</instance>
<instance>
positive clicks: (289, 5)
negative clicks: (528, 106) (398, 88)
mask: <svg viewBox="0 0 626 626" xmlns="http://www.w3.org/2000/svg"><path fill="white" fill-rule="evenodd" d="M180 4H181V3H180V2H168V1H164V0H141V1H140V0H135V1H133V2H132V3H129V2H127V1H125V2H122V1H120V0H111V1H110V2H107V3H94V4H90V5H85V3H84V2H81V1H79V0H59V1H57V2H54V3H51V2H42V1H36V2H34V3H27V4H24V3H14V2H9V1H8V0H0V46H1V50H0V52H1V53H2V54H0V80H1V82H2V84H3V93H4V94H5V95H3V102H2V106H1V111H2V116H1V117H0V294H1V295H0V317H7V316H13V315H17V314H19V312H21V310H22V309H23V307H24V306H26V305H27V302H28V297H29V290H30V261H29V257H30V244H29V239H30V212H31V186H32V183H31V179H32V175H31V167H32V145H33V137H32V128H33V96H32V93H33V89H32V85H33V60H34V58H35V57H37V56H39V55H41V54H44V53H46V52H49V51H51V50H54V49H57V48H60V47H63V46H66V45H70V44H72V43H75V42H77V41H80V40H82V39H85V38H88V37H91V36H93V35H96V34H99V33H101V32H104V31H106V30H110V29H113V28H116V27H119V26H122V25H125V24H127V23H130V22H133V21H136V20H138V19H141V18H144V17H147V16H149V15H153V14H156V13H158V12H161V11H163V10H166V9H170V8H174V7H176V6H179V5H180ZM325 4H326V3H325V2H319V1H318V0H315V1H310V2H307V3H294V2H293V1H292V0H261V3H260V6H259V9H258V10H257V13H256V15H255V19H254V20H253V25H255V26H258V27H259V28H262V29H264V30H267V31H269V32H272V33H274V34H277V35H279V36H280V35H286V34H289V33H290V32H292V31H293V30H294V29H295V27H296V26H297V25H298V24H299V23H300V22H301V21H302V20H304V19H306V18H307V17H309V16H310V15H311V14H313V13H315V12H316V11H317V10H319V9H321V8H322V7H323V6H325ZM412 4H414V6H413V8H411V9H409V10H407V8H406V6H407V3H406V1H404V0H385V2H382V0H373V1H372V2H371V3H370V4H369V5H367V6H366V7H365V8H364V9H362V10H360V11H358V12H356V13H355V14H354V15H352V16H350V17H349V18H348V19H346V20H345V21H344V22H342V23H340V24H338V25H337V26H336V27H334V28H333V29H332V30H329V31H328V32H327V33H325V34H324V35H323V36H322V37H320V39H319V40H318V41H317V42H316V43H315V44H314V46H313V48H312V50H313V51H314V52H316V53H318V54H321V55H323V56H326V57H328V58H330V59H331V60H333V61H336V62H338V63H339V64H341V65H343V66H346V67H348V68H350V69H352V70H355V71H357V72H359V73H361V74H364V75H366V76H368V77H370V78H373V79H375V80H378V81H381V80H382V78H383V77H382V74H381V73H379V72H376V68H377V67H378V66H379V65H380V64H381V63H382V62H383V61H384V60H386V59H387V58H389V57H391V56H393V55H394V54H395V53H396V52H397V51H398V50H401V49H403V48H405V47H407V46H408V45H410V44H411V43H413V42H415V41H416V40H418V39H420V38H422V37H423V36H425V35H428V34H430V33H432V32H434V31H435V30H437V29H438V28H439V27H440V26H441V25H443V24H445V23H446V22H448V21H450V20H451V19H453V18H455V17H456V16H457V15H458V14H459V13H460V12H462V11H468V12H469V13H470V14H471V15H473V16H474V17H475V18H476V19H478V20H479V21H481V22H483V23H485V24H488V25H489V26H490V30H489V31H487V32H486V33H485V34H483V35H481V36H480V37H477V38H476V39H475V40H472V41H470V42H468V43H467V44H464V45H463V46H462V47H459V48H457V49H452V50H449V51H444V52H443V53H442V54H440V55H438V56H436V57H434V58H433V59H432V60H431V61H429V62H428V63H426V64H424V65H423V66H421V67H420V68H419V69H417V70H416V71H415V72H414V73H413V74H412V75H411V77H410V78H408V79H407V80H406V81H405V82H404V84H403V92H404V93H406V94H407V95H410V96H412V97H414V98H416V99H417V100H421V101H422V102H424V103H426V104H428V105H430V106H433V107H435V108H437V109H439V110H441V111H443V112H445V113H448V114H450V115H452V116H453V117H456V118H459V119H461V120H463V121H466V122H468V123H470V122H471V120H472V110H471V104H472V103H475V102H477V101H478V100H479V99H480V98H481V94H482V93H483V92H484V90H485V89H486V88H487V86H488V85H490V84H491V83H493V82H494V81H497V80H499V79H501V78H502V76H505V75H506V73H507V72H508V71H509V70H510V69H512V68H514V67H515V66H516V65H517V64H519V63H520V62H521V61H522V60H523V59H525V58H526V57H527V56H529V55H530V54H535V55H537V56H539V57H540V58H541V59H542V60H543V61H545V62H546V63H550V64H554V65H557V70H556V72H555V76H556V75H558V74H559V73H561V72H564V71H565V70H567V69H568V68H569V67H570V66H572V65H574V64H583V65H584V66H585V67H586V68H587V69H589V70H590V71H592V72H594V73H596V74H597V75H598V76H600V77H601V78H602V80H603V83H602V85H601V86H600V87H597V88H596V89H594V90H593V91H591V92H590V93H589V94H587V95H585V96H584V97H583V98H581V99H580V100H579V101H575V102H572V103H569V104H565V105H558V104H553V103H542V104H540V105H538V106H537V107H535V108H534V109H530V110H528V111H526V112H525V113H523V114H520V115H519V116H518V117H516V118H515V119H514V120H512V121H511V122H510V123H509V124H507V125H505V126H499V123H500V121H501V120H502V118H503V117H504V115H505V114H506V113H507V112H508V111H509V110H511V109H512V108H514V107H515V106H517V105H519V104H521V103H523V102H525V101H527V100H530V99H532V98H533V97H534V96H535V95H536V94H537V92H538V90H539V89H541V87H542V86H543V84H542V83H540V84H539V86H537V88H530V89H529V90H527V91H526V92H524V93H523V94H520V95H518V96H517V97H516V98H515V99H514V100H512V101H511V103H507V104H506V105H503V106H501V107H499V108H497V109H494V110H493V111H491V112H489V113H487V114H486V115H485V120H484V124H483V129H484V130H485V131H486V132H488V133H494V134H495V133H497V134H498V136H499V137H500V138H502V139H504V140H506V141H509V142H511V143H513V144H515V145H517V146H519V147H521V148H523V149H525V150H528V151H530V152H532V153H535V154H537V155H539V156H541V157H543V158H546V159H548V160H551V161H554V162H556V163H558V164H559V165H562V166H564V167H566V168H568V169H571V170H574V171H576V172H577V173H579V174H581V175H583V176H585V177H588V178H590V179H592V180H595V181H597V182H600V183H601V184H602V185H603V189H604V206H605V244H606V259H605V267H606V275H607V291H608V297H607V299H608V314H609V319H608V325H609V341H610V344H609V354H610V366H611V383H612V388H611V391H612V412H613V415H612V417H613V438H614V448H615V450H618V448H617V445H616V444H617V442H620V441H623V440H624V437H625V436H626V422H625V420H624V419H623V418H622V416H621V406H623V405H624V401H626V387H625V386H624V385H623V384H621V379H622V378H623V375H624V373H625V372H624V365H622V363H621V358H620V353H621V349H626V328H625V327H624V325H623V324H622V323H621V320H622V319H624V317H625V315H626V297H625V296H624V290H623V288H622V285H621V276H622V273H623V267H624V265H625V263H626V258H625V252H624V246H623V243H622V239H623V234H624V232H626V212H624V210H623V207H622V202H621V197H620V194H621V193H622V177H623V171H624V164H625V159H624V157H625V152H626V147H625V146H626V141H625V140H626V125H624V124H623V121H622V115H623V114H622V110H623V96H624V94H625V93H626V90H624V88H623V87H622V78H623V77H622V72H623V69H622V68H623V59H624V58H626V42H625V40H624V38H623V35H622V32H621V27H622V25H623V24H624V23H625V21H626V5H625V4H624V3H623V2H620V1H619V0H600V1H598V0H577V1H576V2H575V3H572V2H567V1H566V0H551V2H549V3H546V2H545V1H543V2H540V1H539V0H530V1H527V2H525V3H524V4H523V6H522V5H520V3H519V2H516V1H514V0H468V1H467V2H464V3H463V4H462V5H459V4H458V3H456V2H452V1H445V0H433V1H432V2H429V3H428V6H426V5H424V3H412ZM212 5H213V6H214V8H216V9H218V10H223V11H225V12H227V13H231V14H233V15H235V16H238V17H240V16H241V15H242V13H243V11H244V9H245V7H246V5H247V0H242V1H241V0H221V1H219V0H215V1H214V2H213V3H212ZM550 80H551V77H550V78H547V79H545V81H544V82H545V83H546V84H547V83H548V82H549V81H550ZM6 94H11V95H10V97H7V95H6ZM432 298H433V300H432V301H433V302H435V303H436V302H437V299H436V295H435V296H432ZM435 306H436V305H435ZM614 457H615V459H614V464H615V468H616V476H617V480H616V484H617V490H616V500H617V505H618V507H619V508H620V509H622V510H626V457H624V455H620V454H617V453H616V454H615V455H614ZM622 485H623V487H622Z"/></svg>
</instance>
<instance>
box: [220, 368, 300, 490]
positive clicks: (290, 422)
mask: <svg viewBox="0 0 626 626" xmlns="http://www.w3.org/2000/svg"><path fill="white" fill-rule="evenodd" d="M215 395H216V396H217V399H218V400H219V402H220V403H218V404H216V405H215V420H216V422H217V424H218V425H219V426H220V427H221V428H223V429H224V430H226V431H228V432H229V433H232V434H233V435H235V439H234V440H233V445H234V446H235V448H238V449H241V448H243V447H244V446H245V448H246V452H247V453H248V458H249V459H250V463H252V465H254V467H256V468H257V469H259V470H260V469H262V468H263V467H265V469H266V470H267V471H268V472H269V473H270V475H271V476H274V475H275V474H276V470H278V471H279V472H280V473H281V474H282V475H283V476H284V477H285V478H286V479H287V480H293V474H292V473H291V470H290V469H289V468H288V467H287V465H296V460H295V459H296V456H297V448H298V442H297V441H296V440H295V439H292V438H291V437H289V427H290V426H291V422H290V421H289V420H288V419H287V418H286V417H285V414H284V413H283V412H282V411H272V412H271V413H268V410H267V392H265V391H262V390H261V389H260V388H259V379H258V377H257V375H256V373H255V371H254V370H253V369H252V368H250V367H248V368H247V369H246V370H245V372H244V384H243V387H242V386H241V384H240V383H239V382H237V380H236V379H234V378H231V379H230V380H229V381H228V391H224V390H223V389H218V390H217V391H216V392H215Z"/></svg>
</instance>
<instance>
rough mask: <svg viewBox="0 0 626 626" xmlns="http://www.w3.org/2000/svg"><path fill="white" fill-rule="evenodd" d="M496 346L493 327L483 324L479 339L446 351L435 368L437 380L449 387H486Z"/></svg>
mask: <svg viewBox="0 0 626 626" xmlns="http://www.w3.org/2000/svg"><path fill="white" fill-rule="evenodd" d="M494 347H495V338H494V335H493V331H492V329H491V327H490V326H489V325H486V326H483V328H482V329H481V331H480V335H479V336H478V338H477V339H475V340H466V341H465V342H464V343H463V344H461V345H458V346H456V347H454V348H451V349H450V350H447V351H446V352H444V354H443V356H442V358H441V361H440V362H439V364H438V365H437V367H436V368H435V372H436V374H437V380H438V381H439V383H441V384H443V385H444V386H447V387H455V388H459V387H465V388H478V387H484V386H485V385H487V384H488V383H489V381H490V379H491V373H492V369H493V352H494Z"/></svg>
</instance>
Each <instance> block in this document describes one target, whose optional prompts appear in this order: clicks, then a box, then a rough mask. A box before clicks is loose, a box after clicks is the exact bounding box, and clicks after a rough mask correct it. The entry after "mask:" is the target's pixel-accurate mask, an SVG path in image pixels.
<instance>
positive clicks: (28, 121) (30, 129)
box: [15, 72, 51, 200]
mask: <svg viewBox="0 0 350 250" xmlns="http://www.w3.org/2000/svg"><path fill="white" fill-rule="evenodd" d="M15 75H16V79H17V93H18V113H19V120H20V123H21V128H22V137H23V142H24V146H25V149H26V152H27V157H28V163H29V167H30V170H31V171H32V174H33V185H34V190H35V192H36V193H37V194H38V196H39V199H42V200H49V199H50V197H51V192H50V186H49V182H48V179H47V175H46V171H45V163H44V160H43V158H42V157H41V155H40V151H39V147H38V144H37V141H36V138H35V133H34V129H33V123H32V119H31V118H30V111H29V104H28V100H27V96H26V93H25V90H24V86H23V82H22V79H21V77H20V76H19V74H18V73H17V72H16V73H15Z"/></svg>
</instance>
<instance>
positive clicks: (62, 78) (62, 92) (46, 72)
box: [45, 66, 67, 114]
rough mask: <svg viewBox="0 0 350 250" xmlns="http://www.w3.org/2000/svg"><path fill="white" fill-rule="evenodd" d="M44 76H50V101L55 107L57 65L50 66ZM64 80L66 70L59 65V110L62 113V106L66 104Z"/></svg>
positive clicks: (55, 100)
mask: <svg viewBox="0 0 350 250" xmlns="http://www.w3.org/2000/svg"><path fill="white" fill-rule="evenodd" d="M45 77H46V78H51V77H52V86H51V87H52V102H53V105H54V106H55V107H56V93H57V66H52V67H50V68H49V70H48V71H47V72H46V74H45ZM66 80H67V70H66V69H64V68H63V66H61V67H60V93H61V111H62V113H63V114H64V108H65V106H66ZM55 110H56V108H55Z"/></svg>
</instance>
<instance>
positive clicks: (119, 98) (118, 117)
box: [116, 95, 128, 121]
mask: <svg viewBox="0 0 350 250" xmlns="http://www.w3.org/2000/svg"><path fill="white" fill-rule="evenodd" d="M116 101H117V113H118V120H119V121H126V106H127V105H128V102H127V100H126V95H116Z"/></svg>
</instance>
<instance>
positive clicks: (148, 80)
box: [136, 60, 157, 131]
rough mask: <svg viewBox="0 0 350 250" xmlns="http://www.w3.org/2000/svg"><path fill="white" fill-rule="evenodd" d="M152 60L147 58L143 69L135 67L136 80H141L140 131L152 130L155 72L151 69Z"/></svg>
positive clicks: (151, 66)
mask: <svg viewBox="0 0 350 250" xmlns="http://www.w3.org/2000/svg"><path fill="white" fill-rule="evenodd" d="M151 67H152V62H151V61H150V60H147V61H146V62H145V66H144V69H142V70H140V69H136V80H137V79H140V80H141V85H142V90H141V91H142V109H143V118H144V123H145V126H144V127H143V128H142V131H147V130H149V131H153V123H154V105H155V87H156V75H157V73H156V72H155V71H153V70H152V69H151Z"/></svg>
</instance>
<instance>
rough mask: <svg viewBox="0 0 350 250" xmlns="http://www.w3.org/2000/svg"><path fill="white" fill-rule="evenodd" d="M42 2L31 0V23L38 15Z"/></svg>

WHAT TO WORK ON: Return exactly the lines from the one containing "positive clicks: (119, 98) (118, 117)" through the last line of the records above, both included, and nothing else.

RESPONSE:
positive clicks: (119, 98) (118, 117)
box: [116, 95, 128, 121]
mask: <svg viewBox="0 0 350 250" xmlns="http://www.w3.org/2000/svg"><path fill="white" fill-rule="evenodd" d="M116 101H117V113H118V120H119V121H126V106H127V105H128V102H127V100H126V95H116Z"/></svg>
</instance>
<instance>
positive clicks: (148, 80)
box: [136, 60, 157, 131]
rough mask: <svg viewBox="0 0 350 250" xmlns="http://www.w3.org/2000/svg"><path fill="white" fill-rule="evenodd" d="M152 60L147 58L143 69L135 67L136 80H141L140 131L152 130L155 72L151 69Z"/></svg>
positive clicks: (151, 66)
mask: <svg viewBox="0 0 350 250" xmlns="http://www.w3.org/2000/svg"><path fill="white" fill-rule="evenodd" d="M151 67H152V62H151V61H150V60H147V61H146V62H145V66H144V69H142V70H140V69H136V80H137V79H140V80H141V85H142V90H141V91H142V109H143V118H144V123H145V126H144V127H143V128H142V131H147V130H149V131H153V123H154V105H155V87H156V75H157V73H156V72H155V71H153V70H152V69H151Z"/></svg>
</instance>
<instance>
rough mask: <svg viewBox="0 0 350 250" xmlns="http://www.w3.org/2000/svg"><path fill="white" fill-rule="evenodd" d="M42 2L31 0V23L38 15Z"/></svg>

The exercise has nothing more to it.